## YOUR INSTRUCTIONS
As the answer, set down the lines below from the one containing "19L322 45L348 59L381" through the one containing "positive clicks: (268, 189)", exactly and inclusively, and no others.

:: DATA SUPPLIED

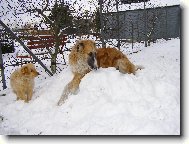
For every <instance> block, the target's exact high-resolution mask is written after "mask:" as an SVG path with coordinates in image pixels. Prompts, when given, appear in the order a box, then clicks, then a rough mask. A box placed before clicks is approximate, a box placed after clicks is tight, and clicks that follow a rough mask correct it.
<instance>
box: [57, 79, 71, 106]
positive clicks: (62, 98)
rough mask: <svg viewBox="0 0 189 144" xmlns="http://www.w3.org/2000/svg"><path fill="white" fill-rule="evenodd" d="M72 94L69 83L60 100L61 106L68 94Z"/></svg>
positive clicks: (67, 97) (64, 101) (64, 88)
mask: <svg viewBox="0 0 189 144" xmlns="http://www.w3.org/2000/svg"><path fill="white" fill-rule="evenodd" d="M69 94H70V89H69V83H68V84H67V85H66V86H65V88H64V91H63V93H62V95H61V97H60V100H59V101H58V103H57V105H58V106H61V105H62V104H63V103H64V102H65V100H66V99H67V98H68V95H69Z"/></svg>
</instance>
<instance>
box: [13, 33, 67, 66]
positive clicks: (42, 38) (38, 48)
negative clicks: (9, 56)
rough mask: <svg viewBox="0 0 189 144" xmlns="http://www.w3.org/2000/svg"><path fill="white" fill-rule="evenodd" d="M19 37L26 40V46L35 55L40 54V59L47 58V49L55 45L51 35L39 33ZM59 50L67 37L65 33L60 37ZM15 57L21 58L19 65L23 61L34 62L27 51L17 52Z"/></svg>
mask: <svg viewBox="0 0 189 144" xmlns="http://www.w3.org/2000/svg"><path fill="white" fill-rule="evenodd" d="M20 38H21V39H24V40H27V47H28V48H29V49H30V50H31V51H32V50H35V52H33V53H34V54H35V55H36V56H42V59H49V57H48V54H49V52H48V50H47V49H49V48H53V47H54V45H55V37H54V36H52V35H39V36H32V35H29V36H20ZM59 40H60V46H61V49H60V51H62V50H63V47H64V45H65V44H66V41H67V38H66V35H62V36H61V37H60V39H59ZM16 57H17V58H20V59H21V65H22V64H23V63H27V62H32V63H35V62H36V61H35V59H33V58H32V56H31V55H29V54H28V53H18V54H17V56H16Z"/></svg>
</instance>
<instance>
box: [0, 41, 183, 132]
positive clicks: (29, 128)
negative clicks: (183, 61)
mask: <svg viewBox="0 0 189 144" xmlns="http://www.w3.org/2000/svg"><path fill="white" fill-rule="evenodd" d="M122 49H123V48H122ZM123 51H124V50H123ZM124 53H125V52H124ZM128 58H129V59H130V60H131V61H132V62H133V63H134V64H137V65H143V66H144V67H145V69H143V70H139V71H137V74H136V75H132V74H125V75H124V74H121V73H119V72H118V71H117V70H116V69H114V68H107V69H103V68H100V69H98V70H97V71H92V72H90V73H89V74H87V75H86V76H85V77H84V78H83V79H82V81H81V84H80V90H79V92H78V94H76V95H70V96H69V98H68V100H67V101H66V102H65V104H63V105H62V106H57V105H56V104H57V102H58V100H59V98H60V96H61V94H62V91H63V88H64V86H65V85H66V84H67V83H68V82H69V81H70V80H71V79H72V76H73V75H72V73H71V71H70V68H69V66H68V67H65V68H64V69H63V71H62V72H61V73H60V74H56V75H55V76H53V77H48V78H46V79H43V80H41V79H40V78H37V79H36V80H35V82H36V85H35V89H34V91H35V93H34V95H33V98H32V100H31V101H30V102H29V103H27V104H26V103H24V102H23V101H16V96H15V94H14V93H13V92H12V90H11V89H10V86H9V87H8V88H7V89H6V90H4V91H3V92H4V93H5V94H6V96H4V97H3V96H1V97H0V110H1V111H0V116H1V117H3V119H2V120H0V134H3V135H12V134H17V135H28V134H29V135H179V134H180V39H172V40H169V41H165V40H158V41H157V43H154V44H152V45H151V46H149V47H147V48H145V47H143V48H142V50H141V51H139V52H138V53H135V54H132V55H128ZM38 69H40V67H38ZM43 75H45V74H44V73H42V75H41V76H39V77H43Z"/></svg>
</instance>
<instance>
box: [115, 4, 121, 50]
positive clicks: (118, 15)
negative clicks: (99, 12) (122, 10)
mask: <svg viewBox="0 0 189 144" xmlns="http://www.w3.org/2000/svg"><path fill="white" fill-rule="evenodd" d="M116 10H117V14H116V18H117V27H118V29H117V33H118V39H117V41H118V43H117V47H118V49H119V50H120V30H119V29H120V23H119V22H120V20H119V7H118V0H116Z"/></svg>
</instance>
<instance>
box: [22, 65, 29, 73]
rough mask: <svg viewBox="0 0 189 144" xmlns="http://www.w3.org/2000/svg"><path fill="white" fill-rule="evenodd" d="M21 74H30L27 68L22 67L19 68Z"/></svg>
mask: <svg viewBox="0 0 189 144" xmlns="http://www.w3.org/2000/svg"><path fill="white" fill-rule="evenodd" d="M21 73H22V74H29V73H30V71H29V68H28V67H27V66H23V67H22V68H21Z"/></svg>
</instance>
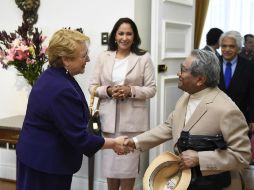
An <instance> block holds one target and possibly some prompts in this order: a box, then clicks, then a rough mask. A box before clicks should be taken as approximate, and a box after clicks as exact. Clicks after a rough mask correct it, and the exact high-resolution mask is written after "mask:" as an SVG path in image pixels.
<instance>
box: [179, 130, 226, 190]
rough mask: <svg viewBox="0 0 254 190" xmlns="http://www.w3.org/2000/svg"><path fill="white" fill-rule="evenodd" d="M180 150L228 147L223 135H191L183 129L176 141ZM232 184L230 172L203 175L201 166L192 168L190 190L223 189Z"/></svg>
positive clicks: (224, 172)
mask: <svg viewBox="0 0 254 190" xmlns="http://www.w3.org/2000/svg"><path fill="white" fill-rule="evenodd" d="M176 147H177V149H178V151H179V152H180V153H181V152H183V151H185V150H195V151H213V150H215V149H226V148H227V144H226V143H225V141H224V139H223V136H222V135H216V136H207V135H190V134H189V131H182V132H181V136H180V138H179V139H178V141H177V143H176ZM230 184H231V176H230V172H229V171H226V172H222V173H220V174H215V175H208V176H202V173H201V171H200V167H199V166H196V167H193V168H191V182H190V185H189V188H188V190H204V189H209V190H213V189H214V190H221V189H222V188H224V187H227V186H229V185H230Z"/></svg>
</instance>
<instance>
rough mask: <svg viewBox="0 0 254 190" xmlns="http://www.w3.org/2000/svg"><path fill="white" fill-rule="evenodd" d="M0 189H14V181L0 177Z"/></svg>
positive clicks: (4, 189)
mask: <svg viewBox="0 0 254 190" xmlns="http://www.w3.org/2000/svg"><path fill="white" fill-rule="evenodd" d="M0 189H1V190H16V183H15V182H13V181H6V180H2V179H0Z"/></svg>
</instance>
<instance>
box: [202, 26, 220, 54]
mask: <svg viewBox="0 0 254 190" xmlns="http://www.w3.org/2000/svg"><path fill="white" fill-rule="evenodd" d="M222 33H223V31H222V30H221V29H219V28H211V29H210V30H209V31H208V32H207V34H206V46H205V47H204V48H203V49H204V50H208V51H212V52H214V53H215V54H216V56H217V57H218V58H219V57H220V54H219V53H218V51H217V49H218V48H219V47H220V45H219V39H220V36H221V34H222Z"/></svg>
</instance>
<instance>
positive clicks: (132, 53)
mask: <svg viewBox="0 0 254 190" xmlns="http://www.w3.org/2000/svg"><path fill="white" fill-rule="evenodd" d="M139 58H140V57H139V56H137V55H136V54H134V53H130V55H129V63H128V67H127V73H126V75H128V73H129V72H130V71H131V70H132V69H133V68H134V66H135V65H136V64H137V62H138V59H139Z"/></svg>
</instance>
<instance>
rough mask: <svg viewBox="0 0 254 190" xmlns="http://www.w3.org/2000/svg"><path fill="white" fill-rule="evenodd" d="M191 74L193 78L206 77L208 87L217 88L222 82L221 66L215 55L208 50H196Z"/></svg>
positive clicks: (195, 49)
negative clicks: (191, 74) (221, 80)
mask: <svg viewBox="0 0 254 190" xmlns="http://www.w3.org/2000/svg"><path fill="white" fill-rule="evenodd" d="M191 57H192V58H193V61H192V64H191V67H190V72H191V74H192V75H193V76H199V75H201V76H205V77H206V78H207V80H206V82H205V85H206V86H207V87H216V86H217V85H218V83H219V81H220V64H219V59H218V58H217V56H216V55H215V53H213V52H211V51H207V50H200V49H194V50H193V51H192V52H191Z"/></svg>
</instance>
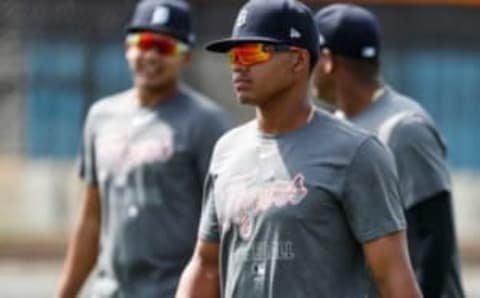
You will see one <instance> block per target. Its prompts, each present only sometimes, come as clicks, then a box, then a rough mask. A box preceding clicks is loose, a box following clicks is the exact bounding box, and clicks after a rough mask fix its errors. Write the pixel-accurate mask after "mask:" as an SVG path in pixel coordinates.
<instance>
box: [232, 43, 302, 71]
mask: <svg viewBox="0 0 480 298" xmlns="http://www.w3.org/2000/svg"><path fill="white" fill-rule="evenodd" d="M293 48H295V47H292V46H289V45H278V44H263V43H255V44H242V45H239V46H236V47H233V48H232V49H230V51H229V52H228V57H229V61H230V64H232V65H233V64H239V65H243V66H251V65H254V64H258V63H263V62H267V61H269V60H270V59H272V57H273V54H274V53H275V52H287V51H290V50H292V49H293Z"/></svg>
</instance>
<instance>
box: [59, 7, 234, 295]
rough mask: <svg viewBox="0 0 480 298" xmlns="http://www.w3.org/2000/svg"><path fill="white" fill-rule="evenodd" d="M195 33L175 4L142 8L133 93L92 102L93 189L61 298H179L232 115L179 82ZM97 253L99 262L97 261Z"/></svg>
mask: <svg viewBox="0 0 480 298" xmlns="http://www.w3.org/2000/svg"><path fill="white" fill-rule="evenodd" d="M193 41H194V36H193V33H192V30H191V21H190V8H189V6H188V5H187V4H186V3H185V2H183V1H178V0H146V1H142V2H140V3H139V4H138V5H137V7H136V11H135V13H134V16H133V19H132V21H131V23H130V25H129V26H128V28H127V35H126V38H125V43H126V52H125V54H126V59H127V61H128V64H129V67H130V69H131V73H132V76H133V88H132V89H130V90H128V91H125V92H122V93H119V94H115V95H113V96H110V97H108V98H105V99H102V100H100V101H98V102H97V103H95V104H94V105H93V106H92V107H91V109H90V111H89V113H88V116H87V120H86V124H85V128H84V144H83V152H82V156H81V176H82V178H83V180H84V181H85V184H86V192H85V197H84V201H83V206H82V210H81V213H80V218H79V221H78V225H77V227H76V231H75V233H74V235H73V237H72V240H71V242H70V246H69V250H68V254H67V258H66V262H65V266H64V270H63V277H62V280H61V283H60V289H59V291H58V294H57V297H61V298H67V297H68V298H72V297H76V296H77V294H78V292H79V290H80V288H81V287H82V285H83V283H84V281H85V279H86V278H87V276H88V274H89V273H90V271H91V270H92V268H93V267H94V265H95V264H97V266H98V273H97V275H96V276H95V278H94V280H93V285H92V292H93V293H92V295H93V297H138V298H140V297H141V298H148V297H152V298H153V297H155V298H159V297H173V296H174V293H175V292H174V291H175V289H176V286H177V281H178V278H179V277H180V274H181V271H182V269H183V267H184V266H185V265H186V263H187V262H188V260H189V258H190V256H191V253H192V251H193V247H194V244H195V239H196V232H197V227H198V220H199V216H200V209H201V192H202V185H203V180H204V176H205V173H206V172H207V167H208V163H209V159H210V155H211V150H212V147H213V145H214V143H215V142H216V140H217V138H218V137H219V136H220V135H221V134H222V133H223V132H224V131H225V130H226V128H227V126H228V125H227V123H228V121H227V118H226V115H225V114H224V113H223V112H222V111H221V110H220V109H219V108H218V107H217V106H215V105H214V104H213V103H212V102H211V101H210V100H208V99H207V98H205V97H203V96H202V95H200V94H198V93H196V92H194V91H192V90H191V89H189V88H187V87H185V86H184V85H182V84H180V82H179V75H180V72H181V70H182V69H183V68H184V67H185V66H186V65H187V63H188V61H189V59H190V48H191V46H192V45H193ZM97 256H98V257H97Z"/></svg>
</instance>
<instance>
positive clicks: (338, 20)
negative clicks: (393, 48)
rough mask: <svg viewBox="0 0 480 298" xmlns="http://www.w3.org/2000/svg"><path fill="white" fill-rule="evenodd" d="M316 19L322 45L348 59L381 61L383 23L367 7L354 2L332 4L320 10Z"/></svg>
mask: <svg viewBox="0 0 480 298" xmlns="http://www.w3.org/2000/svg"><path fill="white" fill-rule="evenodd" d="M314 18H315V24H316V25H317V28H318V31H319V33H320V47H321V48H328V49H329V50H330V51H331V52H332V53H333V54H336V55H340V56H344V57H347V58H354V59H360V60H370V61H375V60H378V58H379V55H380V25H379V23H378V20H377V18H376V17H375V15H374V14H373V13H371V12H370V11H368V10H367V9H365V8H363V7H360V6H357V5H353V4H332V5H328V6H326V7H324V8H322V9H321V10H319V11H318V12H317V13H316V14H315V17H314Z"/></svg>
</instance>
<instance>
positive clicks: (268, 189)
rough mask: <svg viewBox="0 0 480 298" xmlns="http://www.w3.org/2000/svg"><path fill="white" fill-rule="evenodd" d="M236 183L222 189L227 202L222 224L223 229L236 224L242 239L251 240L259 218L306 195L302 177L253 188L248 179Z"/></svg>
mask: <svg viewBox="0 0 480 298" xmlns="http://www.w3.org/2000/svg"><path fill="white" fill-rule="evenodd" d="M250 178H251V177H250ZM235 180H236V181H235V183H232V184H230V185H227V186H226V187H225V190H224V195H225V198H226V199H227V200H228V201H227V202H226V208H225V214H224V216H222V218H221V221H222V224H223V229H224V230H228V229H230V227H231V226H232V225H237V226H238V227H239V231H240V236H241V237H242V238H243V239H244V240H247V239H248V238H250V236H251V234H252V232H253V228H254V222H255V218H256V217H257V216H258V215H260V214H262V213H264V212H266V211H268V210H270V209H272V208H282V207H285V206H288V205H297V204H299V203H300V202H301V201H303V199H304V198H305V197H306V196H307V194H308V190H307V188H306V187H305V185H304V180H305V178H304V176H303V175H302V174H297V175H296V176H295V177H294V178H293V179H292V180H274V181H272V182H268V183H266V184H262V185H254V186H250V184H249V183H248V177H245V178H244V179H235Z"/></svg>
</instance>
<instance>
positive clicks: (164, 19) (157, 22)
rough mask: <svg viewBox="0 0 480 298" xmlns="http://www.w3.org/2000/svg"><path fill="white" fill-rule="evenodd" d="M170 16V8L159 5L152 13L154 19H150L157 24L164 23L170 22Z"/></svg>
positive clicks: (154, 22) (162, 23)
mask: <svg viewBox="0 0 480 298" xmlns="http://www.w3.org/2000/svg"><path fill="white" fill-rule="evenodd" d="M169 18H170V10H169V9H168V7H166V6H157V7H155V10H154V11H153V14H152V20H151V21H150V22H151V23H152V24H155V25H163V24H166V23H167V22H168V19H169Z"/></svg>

::::

## ANSWER SECTION
rough mask: <svg viewBox="0 0 480 298" xmlns="http://www.w3.org/2000/svg"><path fill="white" fill-rule="evenodd" d="M316 19L322 45L348 59L381 61L383 23L367 7L354 2L332 4L320 10Z"/></svg>
mask: <svg viewBox="0 0 480 298" xmlns="http://www.w3.org/2000/svg"><path fill="white" fill-rule="evenodd" d="M314 18H315V24H316V25H317V28H318V31H319V33H320V47H321V48H328V49H329V50H330V51H331V52H332V53H333V54H336V55H340V56H344V57H347V58H354V59H360V60H370V61H375V60H378V58H379V55H380V25H379V23H378V20H377V18H376V17H375V15H374V14H373V13H371V12H370V11H368V10H367V9H365V8H363V7H360V6H357V5H353V4H332V5H328V6H326V7H324V8H322V9H321V10H319V11H318V12H317V13H316V14H315V17H314Z"/></svg>
</instance>
<instance>
positive clicks: (268, 189)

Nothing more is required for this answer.